Region annotation items:

--- START ---

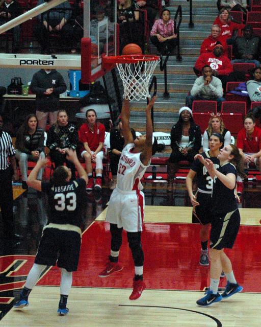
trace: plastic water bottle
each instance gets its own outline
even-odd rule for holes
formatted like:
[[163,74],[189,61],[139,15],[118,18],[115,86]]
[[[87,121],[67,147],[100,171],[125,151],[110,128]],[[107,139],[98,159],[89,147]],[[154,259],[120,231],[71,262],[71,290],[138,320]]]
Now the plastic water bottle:
[[33,42],[30,42],[30,44],[29,44],[29,53],[33,53],[34,52],[34,45],[33,44]]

--- END ---

GOAL: Reproduce the items above word for word, leaving out the pictures.

TASK OUTPUT:
trace: plastic water bottle
each instance gets its own outline
even-odd rule for holes
formatted like:
[[163,74],[189,61],[139,15],[118,18],[115,86]]
[[[87,121],[67,147],[100,171],[125,151],[110,128]],[[107,139],[98,159],[89,147]],[[154,259],[120,231],[71,262],[71,290],[138,320]]]
Now the plastic water bottle:
[[33,42],[30,42],[30,44],[29,44],[29,53],[33,53],[34,52],[34,45],[33,44]]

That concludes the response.